* _What you will do_: Can you add 80 to every coordinate in the answers and write out the lines again, requests included, from the start of the listing up to and including the line with "point(173, 223)"? Give only those lines.

(Dataset excerpts on object pointing)
------------------------
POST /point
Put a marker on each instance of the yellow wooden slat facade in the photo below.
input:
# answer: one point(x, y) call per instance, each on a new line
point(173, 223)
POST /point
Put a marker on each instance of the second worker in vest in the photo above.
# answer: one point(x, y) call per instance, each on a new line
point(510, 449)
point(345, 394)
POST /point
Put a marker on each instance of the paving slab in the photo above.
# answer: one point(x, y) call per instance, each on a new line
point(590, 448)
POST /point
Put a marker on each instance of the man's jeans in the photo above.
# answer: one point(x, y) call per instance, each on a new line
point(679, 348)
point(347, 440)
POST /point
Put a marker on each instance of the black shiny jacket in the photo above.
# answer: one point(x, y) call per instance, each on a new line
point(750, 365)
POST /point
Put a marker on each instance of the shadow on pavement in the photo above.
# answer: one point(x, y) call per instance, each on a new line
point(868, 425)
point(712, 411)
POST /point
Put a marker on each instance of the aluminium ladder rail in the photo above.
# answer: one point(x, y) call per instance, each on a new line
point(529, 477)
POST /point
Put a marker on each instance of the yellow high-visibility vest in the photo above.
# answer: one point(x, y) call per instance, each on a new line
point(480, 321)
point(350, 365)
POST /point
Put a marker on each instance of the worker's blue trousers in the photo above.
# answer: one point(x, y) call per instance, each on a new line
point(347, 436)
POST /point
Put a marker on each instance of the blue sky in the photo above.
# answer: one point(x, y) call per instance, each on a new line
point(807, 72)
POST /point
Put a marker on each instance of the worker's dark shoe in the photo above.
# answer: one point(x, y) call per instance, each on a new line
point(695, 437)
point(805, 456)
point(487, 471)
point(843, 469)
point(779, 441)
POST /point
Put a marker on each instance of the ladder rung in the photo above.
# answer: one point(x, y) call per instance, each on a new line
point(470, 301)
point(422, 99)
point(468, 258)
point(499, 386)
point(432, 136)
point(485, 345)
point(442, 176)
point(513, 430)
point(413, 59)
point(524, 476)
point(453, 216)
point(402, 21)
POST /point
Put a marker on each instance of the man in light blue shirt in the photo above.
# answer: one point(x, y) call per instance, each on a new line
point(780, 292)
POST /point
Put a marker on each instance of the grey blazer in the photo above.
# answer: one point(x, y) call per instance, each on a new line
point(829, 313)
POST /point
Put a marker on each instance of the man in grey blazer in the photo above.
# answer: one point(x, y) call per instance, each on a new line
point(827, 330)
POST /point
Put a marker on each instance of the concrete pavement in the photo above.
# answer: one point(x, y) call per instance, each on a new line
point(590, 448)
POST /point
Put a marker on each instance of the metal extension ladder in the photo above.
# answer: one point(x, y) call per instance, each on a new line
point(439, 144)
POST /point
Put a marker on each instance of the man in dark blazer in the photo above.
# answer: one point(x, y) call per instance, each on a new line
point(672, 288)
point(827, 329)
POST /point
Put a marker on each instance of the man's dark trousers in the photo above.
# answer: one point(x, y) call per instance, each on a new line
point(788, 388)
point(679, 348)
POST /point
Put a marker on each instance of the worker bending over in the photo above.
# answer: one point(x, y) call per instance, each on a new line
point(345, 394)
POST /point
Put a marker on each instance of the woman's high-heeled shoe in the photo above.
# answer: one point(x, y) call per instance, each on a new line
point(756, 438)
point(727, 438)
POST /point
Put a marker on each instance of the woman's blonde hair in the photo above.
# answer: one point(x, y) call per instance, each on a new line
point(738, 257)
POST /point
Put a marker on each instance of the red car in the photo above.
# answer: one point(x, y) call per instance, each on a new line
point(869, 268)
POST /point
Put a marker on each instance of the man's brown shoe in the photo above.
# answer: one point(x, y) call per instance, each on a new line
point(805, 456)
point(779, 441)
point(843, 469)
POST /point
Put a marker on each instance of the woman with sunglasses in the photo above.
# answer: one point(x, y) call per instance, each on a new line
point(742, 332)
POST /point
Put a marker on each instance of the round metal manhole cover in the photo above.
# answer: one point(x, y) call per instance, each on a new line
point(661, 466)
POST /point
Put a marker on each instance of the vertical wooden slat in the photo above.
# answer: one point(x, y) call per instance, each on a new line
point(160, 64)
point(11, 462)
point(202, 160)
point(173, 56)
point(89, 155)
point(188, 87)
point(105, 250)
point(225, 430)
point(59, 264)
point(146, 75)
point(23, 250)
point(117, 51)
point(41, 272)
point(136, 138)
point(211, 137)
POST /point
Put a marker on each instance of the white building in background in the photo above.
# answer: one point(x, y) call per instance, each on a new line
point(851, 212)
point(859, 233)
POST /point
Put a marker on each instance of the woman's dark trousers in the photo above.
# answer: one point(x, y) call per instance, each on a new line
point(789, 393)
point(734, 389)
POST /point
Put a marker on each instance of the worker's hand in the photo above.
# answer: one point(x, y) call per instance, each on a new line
------------------------
* _Response_:
POST /point
Put a marker on each instance of the yellow wooden slat facade in the photo below.
input:
# answer: one point(x, y) call per instance, each on a new line
point(253, 303)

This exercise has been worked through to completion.